- _Work task_
Up through the line that contains "Find the cut", retype the entries exactly, beginning at the very first line.

#### Records for this exercise ####

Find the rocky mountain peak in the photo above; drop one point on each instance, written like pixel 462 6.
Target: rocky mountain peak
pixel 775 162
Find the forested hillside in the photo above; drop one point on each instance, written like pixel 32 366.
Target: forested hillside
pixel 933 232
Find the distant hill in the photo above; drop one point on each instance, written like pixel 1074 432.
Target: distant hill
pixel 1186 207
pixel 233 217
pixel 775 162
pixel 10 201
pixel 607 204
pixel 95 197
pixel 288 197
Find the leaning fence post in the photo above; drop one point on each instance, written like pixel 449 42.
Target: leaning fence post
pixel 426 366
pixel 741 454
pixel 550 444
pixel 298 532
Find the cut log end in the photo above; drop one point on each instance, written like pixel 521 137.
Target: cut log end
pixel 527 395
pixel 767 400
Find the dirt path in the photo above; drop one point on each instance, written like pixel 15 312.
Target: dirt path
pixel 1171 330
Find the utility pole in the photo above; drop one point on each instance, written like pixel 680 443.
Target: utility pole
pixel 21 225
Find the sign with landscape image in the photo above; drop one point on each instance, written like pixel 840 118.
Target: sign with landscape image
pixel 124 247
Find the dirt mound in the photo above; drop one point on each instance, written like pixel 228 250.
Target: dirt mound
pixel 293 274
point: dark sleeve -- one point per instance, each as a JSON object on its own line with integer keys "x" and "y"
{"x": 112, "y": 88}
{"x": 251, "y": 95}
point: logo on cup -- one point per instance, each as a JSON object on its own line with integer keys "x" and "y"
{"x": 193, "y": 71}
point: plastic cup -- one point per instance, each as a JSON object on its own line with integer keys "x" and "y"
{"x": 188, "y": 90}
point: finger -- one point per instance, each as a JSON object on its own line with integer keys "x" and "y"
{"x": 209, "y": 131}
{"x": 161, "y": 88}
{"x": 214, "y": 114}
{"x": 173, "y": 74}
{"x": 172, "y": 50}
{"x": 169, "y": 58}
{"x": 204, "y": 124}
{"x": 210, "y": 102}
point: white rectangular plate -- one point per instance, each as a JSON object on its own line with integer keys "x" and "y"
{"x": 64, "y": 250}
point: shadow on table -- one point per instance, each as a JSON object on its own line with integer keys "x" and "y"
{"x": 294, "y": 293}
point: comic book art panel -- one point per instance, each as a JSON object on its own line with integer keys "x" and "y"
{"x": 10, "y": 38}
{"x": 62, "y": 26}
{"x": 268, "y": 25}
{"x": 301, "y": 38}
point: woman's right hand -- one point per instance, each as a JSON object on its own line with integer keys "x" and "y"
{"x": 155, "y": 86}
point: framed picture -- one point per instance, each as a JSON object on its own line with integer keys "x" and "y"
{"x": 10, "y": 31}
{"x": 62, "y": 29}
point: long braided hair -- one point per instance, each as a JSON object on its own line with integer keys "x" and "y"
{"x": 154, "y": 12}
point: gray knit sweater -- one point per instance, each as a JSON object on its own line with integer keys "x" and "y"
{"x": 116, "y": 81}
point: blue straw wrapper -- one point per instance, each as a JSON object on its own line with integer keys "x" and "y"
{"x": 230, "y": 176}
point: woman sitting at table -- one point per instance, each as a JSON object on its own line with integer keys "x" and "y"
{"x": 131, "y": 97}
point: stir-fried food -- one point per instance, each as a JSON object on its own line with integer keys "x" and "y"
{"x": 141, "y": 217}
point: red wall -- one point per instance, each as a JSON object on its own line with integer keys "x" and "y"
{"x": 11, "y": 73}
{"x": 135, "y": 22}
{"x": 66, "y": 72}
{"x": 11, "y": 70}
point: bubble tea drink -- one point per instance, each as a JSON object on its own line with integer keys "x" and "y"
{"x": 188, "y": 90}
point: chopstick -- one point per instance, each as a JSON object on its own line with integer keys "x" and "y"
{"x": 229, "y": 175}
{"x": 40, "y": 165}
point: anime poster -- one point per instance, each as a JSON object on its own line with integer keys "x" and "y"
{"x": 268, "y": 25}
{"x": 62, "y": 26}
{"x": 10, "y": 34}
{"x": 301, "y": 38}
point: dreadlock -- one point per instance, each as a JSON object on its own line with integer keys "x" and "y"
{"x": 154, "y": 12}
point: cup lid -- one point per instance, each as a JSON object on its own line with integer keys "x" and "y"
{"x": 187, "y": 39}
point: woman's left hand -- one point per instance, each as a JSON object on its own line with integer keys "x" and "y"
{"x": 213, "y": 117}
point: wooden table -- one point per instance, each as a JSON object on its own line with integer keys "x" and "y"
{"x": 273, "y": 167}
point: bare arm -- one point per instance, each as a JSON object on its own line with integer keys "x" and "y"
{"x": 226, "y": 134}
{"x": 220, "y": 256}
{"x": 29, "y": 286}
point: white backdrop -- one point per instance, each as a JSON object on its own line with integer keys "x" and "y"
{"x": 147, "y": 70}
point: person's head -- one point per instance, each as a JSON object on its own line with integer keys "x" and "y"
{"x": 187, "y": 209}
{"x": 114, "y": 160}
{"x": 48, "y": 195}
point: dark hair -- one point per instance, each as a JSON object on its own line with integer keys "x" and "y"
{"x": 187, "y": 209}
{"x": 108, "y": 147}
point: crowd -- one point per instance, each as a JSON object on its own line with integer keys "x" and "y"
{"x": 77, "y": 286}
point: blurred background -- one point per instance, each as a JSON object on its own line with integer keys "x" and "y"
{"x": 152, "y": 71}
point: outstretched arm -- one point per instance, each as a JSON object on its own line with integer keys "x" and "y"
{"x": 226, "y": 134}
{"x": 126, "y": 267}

####

- _Written reply_
Find the rocky mountain peak in the photo above; drop one point on each instance, written like pixel 462 6.
Target: rocky mountain peak
pixel 775 162
Find the forested hillside in the photo above; drop one point on each instance, written like pixel 32 366.
Target: forested hillside
pixel 933 232
Find the distant hill in the photo above; drop one point on each instance, written like pixel 1074 432.
Target: distant hill
pixel 1186 207
pixel 233 217
pixel 775 162
pixel 10 201
pixel 607 204
pixel 95 197
pixel 288 197
Find the leaning fence post in the photo above; drop one point on each instance, written like pixel 449 42.
Target: leaning fence post
pixel 426 366
pixel 741 454
pixel 550 444
pixel 298 532
Find the cut log end in the photo above; drop one point on each instance, written like pixel 521 137.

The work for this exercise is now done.